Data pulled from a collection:
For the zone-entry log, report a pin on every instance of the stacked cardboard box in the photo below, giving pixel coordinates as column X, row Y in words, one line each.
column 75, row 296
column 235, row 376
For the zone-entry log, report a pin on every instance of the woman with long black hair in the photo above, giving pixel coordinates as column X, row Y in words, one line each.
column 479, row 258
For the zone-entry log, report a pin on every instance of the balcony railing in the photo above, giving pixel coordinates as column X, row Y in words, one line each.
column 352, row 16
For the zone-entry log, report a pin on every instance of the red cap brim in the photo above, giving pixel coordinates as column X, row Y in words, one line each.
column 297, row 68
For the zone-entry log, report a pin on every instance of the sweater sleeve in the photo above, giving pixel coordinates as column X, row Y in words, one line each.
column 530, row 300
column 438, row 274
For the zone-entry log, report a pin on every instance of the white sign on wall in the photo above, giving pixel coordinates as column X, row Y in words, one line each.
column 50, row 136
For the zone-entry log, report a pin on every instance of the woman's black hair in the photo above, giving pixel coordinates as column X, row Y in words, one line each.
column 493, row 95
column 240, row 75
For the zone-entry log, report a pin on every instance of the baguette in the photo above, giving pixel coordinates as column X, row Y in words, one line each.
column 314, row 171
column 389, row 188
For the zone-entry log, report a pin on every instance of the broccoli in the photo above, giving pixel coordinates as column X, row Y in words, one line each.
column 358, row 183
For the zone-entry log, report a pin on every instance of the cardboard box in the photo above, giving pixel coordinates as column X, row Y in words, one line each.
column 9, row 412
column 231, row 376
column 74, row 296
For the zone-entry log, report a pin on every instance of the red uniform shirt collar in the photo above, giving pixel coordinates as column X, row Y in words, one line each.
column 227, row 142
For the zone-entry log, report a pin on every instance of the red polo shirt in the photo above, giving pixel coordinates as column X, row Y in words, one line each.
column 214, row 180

> STATED GOAL: Copy out the lines above exactly, beginning with the line containing "of the broccoli" and continuing through the line containing "column 358, row 183".

> REPLY:
For the zone-entry log, report a pin on every instance of the broccoli in the photo above, giving pixel coordinates as column X, row Y in words, one line each.
column 358, row 183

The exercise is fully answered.